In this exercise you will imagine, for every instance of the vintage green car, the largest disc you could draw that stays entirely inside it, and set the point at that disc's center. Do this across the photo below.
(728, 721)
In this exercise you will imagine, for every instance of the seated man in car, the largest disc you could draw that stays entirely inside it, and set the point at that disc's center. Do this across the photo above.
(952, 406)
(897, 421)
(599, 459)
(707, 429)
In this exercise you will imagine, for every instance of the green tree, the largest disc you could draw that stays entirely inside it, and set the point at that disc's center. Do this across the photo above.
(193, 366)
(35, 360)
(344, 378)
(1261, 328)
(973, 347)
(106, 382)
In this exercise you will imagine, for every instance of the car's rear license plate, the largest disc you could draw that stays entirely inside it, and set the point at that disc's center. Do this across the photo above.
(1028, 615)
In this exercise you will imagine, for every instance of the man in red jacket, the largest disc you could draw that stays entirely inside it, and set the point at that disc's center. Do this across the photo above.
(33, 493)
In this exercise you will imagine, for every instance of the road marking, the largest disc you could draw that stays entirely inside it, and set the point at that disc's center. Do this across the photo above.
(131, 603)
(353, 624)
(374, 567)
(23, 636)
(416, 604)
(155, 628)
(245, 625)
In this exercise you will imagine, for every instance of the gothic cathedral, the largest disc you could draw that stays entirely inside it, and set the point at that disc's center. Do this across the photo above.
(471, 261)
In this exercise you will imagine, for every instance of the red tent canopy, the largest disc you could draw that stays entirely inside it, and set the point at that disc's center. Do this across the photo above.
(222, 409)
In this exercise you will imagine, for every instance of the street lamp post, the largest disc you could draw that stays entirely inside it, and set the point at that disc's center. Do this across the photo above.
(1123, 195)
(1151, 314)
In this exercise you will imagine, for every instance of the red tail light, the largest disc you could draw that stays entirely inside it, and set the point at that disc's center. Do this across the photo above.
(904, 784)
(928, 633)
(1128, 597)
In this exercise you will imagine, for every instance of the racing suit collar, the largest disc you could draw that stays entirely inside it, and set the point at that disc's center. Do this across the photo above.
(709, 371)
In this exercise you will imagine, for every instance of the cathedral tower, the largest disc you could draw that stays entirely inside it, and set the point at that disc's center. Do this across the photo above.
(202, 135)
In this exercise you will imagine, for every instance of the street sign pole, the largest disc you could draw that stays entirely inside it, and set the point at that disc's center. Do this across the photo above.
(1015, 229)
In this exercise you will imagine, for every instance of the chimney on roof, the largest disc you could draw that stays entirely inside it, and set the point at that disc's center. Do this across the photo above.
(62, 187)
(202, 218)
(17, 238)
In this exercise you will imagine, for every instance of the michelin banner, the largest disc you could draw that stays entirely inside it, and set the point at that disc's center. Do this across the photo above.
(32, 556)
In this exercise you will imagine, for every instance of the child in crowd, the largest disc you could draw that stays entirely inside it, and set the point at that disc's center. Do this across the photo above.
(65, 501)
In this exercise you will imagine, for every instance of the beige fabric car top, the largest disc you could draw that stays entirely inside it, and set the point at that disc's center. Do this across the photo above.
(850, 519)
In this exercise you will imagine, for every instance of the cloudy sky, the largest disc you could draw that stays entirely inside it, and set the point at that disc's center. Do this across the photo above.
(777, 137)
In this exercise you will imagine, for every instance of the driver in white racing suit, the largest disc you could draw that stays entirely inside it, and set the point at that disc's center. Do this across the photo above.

§ **Required work**
Retype all of the data above word for word, keeping every line as it is.

§ **Expected answer**
In this exercise you will imagine, for every instance of the vintage green car, the largest disc you could draw that stays entirely inside it, and set the point at that disc's center. Do this across the photo below.
(728, 721)
In this exercise you will imagine, for every instance of the seated man in car, the largest disc you could draw that stays entirely inside it, and set the point at that disc's center. Do this across the photo above.
(952, 406)
(897, 421)
(599, 459)
(707, 429)
In this exercise you will imagine, for every instance of the green tree, the largest disc you could draw that stays entirely inside it, and set the point at that disc's center. Do this across the photo above.
(193, 366)
(35, 360)
(344, 378)
(1261, 328)
(973, 347)
(106, 382)
In this exercise you will imagine, for every instance of the car's rear license plate, the largest disc you could draw that stays entirely inside it, and set the point at that disc's center. Do this across the photo above.
(1028, 615)
In this exercise you will imagine, for every instance of the man in red jacket, the largest disc you could draw that stays entirely inside it, and set the point at that disc's center. Do this across the photo above.
(33, 493)
In this exercise you will imagine, for every instance of the road marking, the largest disc you could draw that stays entirely inside it, and set the point at that disc's center. Do this across the photo above.
(131, 603)
(353, 624)
(374, 567)
(23, 636)
(416, 604)
(155, 628)
(245, 625)
In this exercise you will imagine, for every instance of the gothic cathedral, the largest disc you could draw that stays entirely inside it, and set the point at that disc's center. Do this across the photo above.
(471, 261)
In this exercise you will imagine, for every instance of the red tent canopy, the largest disc you could draw that stays entirely inside it, and set the point at that disc's center. Do this across the photo above.
(222, 409)
In this exercise you will imagine, for every instance of the street lamp post, the largest disc you could draw that stays entirely inside it, and set the point at that disc's center. Do this across the photo above.
(1123, 195)
(1151, 314)
In this exercise you will imagine, for every instance of the red tail light, the largest disc you could draw that stays entirely inside it, and set the point at that disc's center. Do this across the photo above.
(904, 784)
(928, 633)
(1128, 597)
In this exercise you will imagine, for every instance of the racing suit collar, the largest disc you could draw that stays entirely inside it, and set the point at that disc's center. Do this across the photo above.
(709, 371)
In this exercise you will imagine, for every instance of the cathedral tower, the largest disc you could draw that stays entirely inside it, and set the point at that disc's center. Do this across the photo above.
(202, 135)
In this exercise you will imagine, for every instance of the street sign pole, the largest disc you could draw that stays entirely inside it, and set the point at that disc's center. Do this across the photo above.
(1015, 229)
In this exercise you will imagine, for every instance of the chimney on roof, the largest disc you could draw that stays entirely inside it, and set the point at that disc's center. Do this across the photo above.
(62, 187)
(202, 218)
(17, 238)
In this exercise you will imagine, for every instance of the michelin banner, the largest disc you could draw that stays entirely inside it, and set the point at that disc's center. Do this across the photo above.
(32, 556)
In this exercise you will imagine, for every instance of the child in crowd, the largest disc you could draw that stays entirely inside it, and set the point at that disc's center. Do this across the photo above.
(65, 501)
In this exercise you will imagine, for every instance of the beige fabric car top, the largest disc you could draw that stays entirely inside it, and set the point at that disc's center. Do this across the photo above.
(850, 519)
In this exercise you will imagine, for every instance of the cloudy sky, the largest disc you could draw that stays entirely inside it, and set the point at that disc's center. Do this across the photo above.
(777, 137)
In this exercise you will imagine, for every instance of the driver in white racing suit, the largest disc you could draw that stays entirely inside it, and set the point at that disc's center. Do this across the photo above.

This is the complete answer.